▸ EXERCISE PASSAGE
::::::
With Congress stalled on reform of the immigration system, many of the staunchest advocates for a sweeping overhaul have hammered Obama to use his executive authority to alter deportation policy.

Approximately 200 people attended the hearing, where Horsford was joined Monday by Rep. Luis Gutierrez, D–Ill., and Rep. Ruben Hinojosa, D–Texas, in the discussion on detention standards, deportation rates, rights of detainees, and sweeping reform of the immigration system.

Horsford, who shared his mother’s story of coming to the United States as a child from Trinidad, called on Obama to use his “pen and phone” to suspend deportations while Congress works on legislative action.

“I place a high priority on immigration reform because it’s the right thing to do,” Horsford said. “I believe it’s the civil and human rights issue of our generation’s time, and when the record is written I want to be on the right side of history.”

The panel of congressmen heard statements from Ruthie Epstein of the ACLU, Peter Ashman of the American Immigration Lawyers Association, Fatma Marouf of the UNLV Law Clinic, Bishop Joseph Pepe of the Las Vegas Catholic Diocese, other experts and community leaders and members of the public.

“I’ve come to express my concerns that the broken immigration system in the nation continues to dehumanize people and tear apart institutions in our society, families, businesses, neighborhoods, schools and our local congregations,” Bishop Pepe said, also representing Nevadans for the Common Good, a coalition of local faith-based groups.

Pepe questioned whether some people are being detained simply to meet the daily bed quota for immigrants in detention.

“Immigration procedures and laws are applied unevenly and often are not filling prosecutorial priorities,” he said.

The congressmen also heard personal stories, like that of Bryan Rivera of Las Vegas. Rivera told the panel his father abused his mother and then abandoned the family. His father then reported his mother to immigration enforcement because he chafed at child support demands. She was detained, and is now seeking asylum through a visa for victims of a crime, while Rivera manages by himself.

On Thursday, Obama met with three members of the Congressional Hispanic Caucus, including Gutierrez, to discuss immigration issues. Afterward, the White House announced in a release that the president would ask Secretary of Homeland Security Jeh Johnson to review deportation policy and practices to see “how it can conduct enforcement more humanely within the confines of the law.”
::::::
▸ SET OF TASKS
A – Transcribe the article on the immigration hearing from "With Congress stalled" through "on legislative action.".
B – Answer these questions about the article on the immigration hearing:
(i) Where did Horsford's mother come from as a child?
(ii) About how many people attended the hearing?
(iii) Whom would the president ask to review deportation policy and practices?
C – What comes next in the article on the immigration hearing? Write the continuation.
::::::
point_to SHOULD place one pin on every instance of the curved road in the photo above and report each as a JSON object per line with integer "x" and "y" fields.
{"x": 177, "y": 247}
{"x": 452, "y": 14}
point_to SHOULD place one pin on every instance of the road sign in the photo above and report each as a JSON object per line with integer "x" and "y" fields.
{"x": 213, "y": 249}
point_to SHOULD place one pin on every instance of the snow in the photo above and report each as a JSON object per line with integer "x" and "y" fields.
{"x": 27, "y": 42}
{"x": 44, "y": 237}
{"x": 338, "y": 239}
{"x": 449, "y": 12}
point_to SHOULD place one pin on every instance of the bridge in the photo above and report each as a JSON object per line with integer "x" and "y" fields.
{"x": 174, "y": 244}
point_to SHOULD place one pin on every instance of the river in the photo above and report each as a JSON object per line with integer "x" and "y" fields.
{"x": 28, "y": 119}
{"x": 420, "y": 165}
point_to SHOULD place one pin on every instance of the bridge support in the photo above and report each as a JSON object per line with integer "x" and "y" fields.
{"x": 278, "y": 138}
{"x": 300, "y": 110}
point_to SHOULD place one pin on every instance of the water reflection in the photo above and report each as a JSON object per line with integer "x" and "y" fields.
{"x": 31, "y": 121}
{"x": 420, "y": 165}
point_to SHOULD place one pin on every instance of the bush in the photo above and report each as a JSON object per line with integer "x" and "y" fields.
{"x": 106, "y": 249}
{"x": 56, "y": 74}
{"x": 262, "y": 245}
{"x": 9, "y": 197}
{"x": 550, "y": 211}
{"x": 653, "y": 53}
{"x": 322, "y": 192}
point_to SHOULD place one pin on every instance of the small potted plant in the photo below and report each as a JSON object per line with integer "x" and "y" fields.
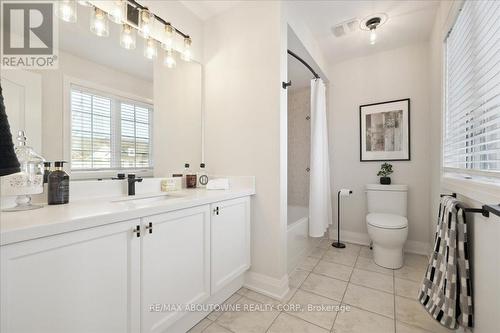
{"x": 385, "y": 171}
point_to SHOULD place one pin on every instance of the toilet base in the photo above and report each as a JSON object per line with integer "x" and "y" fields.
{"x": 388, "y": 257}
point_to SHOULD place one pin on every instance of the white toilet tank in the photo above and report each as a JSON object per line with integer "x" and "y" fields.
{"x": 389, "y": 199}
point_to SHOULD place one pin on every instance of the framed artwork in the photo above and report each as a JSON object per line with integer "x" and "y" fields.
{"x": 385, "y": 131}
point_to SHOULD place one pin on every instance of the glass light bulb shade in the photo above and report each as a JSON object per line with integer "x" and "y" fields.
{"x": 128, "y": 37}
{"x": 66, "y": 10}
{"x": 186, "y": 53}
{"x": 169, "y": 59}
{"x": 150, "y": 49}
{"x": 99, "y": 23}
{"x": 373, "y": 36}
{"x": 146, "y": 22}
{"x": 117, "y": 13}
{"x": 168, "y": 37}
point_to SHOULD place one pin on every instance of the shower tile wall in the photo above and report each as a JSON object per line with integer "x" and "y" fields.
{"x": 299, "y": 136}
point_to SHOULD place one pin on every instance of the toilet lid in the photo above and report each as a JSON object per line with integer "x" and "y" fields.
{"x": 387, "y": 221}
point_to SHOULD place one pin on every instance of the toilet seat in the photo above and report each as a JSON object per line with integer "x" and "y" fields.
{"x": 386, "y": 221}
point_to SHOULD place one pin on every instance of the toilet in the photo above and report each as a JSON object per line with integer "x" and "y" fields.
{"x": 387, "y": 223}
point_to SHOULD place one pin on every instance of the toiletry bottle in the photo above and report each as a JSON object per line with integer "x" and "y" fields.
{"x": 58, "y": 184}
{"x": 202, "y": 176}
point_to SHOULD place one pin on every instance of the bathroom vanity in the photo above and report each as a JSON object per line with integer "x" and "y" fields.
{"x": 120, "y": 265}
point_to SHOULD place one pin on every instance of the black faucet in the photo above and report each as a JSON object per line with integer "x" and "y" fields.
{"x": 131, "y": 183}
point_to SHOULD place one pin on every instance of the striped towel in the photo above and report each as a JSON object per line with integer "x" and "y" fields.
{"x": 446, "y": 292}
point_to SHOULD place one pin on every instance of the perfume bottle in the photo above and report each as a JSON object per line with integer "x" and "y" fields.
{"x": 28, "y": 181}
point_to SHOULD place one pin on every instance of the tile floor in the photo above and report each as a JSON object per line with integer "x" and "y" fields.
{"x": 381, "y": 300}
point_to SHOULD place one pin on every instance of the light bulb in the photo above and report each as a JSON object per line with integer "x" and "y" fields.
{"x": 169, "y": 59}
{"x": 373, "y": 36}
{"x": 127, "y": 37}
{"x": 186, "y": 53}
{"x": 150, "y": 51}
{"x": 66, "y": 10}
{"x": 98, "y": 23}
{"x": 146, "y": 22}
{"x": 168, "y": 37}
{"x": 117, "y": 13}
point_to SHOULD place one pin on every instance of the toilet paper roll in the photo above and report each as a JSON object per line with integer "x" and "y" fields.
{"x": 345, "y": 192}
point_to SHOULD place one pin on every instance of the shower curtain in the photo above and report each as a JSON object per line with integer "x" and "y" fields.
{"x": 320, "y": 204}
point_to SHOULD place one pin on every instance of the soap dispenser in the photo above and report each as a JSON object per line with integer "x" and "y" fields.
{"x": 58, "y": 185}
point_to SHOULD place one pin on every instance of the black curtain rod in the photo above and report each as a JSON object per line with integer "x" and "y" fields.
{"x": 304, "y": 63}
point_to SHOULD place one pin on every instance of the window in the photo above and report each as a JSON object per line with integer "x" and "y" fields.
{"x": 109, "y": 132}
{"x": 472, "y": 117}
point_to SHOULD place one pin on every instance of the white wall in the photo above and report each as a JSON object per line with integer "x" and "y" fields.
{"x": 243, "y": 73}
{"x": 390, "y": 75}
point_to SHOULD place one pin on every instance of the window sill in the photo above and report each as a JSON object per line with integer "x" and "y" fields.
{"x": 481, "y": 189}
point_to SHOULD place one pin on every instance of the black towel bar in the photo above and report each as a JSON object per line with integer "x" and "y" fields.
{"x": 485, "y": 210}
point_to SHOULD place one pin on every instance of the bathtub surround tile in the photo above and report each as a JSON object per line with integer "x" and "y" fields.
{"x": 360, "y": 321}
{"x": 324, "y": 286}
{"x": 411, "y": 312}
{"x": 322, "y": 318}
{"x": 407, "y": 288}
{"x": 247, "y": 321}
{"x": 337, "y": 271}
{"x": 340, "y": 258}
{"x": 370, "y": 265}
{"x": 289, "y": 324}
{"x": 373, "y": 280}
{"x": 297, "y": 277}
{"x": 308, "y": 263}
{"x": 370, "y": 299}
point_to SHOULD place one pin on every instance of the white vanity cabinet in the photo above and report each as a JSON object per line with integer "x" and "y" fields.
{"x": 230, "y": 234}
{"x": 82, "y": 281}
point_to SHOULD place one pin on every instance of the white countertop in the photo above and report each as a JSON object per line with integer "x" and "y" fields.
{"x": 82, "y": 214}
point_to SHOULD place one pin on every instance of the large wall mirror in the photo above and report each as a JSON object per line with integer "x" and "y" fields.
{"x": 108, "y": 109}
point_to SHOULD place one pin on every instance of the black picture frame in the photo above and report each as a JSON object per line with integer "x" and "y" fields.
{"x": 408, "y": 131}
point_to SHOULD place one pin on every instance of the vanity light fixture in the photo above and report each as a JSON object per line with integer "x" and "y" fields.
{"x": 150, "y": 50}
{"x": 99, "y": 23}
{"x": 127, "y": 37}
{"x": 169, "y": 59}
{"x": 117, "y": 13}
{"x": 66, "y": 10}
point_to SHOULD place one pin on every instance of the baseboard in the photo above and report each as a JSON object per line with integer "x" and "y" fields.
{"x": 269, "y": 286}
{"x": 361, "y": 238}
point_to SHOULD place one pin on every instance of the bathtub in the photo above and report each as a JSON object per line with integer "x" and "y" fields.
{"x": 299, "y": 244}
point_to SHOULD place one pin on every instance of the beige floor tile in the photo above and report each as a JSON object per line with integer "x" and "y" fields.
{"x": 370, "y": 299}
{"x": 411, "y": 312}
{"x": 324, "y": 286}
{"x": 360, "y": 321}
{"x": 338, "y": 271}
{"x": 247, "y": 321}
{"x": 204, "y": 323}
{"x": 403, "y": 328}
{"x": 410, "y": 273}
{"x": 296, "y": 278}
{"x": 407, "y": 288}
{"x": 416, "y": 260}
{"x": 365, "y": 252}
{"x": 372, "y": 280}
{"x": 370, "y": 265}
{"x": 315, "y": 315}
{"x": 289, "y": 324}
{"x": 231, "y": 300}
{"x": 216, "y": 328}
{"x": 339, "y": 258}
{"x": 308, "y": 263}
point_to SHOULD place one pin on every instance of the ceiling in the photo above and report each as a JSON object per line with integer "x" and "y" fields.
{"x": 408, "y": 22}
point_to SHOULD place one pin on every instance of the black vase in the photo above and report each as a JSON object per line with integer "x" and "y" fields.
{"x": 385, "y": 180}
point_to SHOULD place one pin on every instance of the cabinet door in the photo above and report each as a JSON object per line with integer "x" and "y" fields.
{"x": 175, "y": 265}
{"x": 82, "y": 281}
{"x": 230, "y": 234}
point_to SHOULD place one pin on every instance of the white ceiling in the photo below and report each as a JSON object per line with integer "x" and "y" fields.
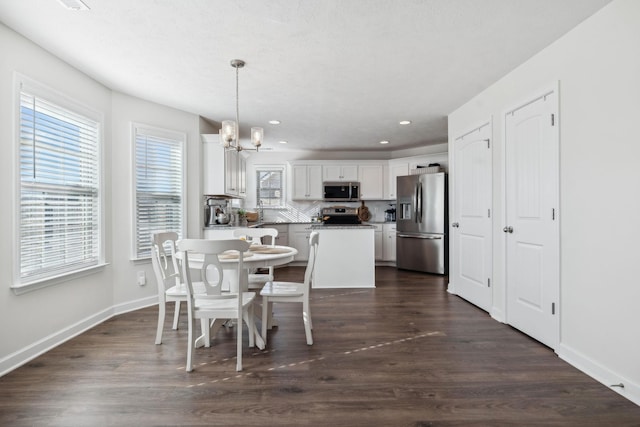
{"x": 338, "y": 74}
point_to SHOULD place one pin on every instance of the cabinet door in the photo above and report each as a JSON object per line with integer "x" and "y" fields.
{"x": 389, "y": 242}
{"x": 242, "y": 176}
{"x": 314, "y": 182}
{"x": 349, "y": 172}
{"x": 395, "y": 170}
{"x": 371, "y": 184}
{"x": 301, "y": 243}
{"x": 378, "y": 245}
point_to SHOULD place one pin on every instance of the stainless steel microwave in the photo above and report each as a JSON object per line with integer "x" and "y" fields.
{"x": 341, "y": 191}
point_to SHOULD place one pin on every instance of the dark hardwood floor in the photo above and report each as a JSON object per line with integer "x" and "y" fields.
{"x": 404, "y": 354}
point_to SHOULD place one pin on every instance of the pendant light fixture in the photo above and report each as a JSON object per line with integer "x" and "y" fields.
{"x": 230, "y": 132}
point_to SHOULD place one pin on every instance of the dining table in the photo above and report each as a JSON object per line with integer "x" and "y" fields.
{"x": 258, "y": 256}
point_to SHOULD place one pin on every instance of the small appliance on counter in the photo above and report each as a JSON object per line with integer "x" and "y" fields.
{"x": 215, "y": 212}
{"x": 340, "y": 215}
{"x": 390, "y": 214}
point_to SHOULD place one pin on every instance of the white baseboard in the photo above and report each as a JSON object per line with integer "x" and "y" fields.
{"x": 498, "y": 315}
{"x": 600, "y": 373}
{"x": 26, "y": 354}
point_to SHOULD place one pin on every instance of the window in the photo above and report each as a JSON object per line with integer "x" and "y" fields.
{"x": 159, "y": 185}
{"x": 269, "y": 186}
{"x": 59, "y": 193}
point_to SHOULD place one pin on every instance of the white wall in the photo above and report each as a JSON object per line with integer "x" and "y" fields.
{"x": 36, "y": 321}
{"x": 597, "y": 65}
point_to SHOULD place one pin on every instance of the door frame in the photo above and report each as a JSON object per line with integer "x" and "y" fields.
{"x": 524, "y": 101}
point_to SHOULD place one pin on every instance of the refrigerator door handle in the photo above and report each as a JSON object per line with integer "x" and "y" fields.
{"x": 413, "y": 236}
{"x": 419, "y": 202}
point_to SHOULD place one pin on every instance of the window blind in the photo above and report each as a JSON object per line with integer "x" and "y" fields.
{"x": 158, "y": 187}
{"x": 59, "y": 189}
{"x": 270, "y": 191}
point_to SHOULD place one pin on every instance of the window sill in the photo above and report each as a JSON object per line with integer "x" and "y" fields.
{"x": 23, "y": 288}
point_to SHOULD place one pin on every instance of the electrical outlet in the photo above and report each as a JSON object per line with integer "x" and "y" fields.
{"x": 142, "y": 278}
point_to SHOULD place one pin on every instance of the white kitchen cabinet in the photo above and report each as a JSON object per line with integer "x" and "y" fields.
{"x": 396, "y": 169}
{"x": 224, "y": 171}
{"x": 242, "y": 175}
{"x": 340, "y": 172}
{"x": 389, "y": 242}
{"x": 371, "y": 181}
{"x": 299, "y": 238}
{"x": 345, "y": 258}
{"x": 306, "y": 182}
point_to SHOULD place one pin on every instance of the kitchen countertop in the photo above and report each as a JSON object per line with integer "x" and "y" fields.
{"x": 320, "y": 225}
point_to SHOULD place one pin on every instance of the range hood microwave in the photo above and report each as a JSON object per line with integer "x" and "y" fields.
{"x": 341, "y": 191}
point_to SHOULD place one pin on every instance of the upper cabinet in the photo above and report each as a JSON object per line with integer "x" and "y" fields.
{"x": 396, "y": 169}
{"x": 340, "y": 172}
{"x": 224, "y": 171}
{"x": 306, "y": 182}
{"x": 371, "y": 177}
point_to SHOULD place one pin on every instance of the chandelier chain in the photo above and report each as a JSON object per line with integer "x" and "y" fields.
{"x": 237, "y": 108}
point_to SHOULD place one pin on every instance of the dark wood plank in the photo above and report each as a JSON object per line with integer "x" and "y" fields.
{"x": 404, "y": 354}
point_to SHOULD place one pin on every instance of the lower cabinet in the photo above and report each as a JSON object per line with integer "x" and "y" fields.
{"x": 299, "y": 239}
{"x": 389, "y": 242}
{"x": 378, "y": 242}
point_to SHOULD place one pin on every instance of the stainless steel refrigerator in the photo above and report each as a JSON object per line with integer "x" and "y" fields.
{"x": 421, "y": 220}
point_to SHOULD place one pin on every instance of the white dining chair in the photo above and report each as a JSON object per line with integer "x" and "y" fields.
{"x": 256, "y": 236}
{"x": 292, "y": 292}
{"x": 216, "y": 306}
{"x": 171, "y": 287}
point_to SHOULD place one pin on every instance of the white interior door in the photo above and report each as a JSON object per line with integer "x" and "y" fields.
{"x": 471, "y": 219}
{"x": 531, "y": 219}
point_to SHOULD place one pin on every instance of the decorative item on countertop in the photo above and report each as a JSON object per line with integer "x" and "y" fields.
{"x": 241, "y": 218}
{"x": 363, "y": 213}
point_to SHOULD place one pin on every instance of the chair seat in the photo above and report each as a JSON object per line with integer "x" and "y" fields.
{"x": 262, "y": 278}
{"x": 288, "y": 289}
{"x": 180, "y": 291}
{"x": 223, "y": 303}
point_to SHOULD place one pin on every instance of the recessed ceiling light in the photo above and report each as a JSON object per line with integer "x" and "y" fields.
{"x": 74, "y": 4}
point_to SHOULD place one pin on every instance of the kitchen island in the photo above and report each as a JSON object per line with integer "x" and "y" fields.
{"x": 346, "y": 257}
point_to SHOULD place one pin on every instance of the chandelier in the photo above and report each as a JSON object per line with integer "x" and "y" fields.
{"x": 230, "y": 132}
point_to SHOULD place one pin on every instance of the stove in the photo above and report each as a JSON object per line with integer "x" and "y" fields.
{"x": 340, "y": 215}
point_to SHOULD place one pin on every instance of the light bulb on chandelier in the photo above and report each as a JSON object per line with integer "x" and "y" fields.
{"x": 230, "y": 131}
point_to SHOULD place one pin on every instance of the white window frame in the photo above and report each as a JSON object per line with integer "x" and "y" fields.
{"x": 277, "y": 168}
{"x": 60, "y": 274}
{"x": 167, "y": 134}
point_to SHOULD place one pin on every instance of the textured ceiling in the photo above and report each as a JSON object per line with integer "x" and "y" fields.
{"x": 338, "y": 74}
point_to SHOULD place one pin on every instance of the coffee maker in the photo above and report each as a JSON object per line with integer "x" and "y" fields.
{"x": 213, "y": 208}
{"x": 390, "y": 214}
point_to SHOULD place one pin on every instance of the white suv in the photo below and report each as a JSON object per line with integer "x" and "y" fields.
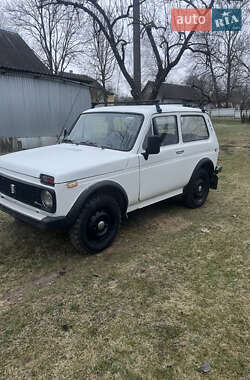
{"x": 112, "y": 161}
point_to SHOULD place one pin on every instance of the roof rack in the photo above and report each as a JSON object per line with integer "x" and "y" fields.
{"x": 155, "y": 103}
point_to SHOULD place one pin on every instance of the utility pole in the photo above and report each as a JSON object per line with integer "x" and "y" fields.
{"x": 137, "y": 45}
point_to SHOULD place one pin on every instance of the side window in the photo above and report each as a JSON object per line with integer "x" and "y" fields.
{"x": 145, "y": 142}
{"x": 193, "y": 128}
{"x": 166, "y": 127}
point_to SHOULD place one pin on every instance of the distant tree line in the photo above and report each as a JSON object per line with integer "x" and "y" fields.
{"x": 97, "y": 36}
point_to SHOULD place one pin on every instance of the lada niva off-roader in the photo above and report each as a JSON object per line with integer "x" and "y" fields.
{"x": 112, "y": 161}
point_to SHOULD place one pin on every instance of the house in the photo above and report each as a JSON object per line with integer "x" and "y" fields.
{"x": 173, "y": 93}
{"x": 97, "y": 92}
{"x": 35, "y": 106}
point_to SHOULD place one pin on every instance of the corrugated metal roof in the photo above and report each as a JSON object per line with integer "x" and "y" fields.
{"x": 16, "y": 54}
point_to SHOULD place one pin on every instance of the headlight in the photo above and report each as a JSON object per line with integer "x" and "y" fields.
{"x": 47, "y": 200}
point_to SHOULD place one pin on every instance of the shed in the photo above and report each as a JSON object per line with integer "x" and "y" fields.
{"x": 35, "y": 106}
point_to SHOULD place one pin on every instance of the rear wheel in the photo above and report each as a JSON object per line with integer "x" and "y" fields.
{"x": 97, "y": 225}
{"x": 197, "y": 190}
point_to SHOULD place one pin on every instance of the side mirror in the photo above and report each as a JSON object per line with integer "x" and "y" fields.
{"x": 154, "y": 146}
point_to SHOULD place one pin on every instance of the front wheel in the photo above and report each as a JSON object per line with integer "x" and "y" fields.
{"x": 97, "y": 225}
{"x": 197, "y": 190}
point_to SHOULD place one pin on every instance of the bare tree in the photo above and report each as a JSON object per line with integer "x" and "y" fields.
{"x": 101, "y": 60}
{"x": 225, "y": 62}
{"x": 167, "y": 52}
{"x": 53, "y": 30}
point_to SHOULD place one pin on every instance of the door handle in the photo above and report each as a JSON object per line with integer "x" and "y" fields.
{"x": 179, "y": 151}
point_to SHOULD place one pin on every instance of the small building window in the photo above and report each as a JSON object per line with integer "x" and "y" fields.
{"x": 193, "y": 128}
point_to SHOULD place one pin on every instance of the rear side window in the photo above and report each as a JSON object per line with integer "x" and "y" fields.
{"x": 193, "y": 128}
{"x": 166, "y": 127}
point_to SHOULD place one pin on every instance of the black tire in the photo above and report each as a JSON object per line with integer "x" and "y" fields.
{"x": 197, "y": 190}
{"x": 97, "y": 225}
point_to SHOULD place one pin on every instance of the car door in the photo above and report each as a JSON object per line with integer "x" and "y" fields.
{"x": 162, "y": 173}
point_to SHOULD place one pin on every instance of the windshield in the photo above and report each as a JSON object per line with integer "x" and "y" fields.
{"x": 107, "y": 130}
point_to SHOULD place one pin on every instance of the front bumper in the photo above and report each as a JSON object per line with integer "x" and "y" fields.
{"x": 37, "y": 220}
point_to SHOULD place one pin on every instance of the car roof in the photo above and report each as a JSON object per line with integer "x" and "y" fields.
{"x": 144, "y": 109}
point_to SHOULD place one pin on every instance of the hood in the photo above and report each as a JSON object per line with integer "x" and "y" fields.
{"x": 65, "y": 162}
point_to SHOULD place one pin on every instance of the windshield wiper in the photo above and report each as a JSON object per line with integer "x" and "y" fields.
{"x": 90, "y": 143}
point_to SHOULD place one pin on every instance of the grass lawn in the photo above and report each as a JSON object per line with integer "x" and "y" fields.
{"x": 172, "y": 292}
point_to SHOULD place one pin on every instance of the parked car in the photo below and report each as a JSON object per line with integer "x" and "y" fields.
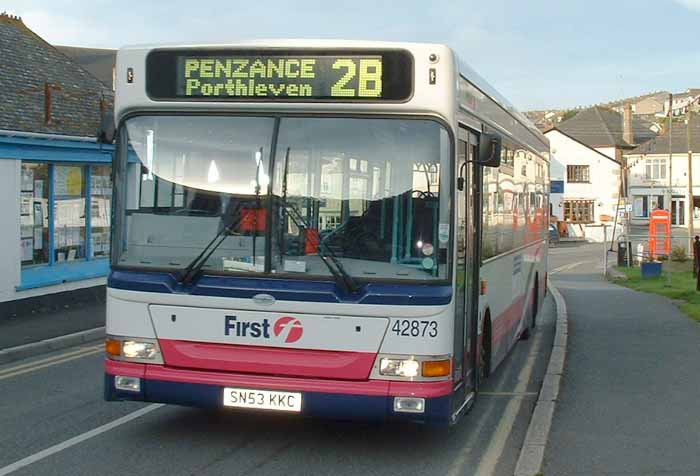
::::::
▸ RESULTS BY TASK
A –
With Congress stalled on reform of the immigration system, many of the staunchest advocates for a sweeping overhaul have hammered Obama to use his executive authority to alter deportation policy.

Approximately 200 people attended the hearing, where Horsford was joined Monday by Rep. Luis Gutierrez, D–Ill., and Rep. Ruben Hinojosa, D–Texas, in the discussion on detention standards, deportation rates, rights of detainees, and sweeping reform of the immigration system.

Horsford, who shared his mother’s story of coming to the United States as a child from Trinidad, called on Obama to use his “pen and phone” to suspend deportations while Congress works on legislative action.

B –
(i) Trinidad
(ii) Approximately 200
(iii) Secretary of Homeland Security Jeh Johnson

C –
The number of deportations has risen steadily since Obama took office, before dropping 10 percent in fiscal year 2013, when ICE conducted 368,644 deportations. Overall, 59 percent of the 2013 deportees had a criminal record, according to ICE, up from 55 percent of those deported in 2012.

In 2007, a year before Obama’s first inauguration, there were 291,060 deportations. In 2008 that number climbed to 369,221 and continued to increase incrementally each year through 2012, when 409,849 people were deported, before dropping in 2013. The federal government spends $2 billion annually on immigrant detention.

The Henderson Detention Center is the federal government’s primary location for holding immigrants in Nevada, with more than 200 immigrants in custody daily. In November, a report from the UNLV Law Clinic and an investigation by the Las Vegas Sun raised concerns about access to legal counsel and treatment of immigrants at the facility.

Earlier this year, House Republicans released a set of principles for changing the immigration system, but House Speaker John Boehner later said reform was not likely until Obama restored “trust” with Republicans over his ability to enforce the laws. Since then, there has been little movement in Congress except for a bill approved by the House last week that would defund an earlier executive action by Obama, deferred action for childhood arrivals, that allowed some young people in the country illegally to stay and work for a two-year period.

“We need one person out of the 435 members in Congress and that one person is Speaker Boehner,” Horsford said. “He is responsible to schedule a vote to allow the majority of the members of the House to do the will of the majority of Americans who believe it's time to pass comprehensive immigration reform.”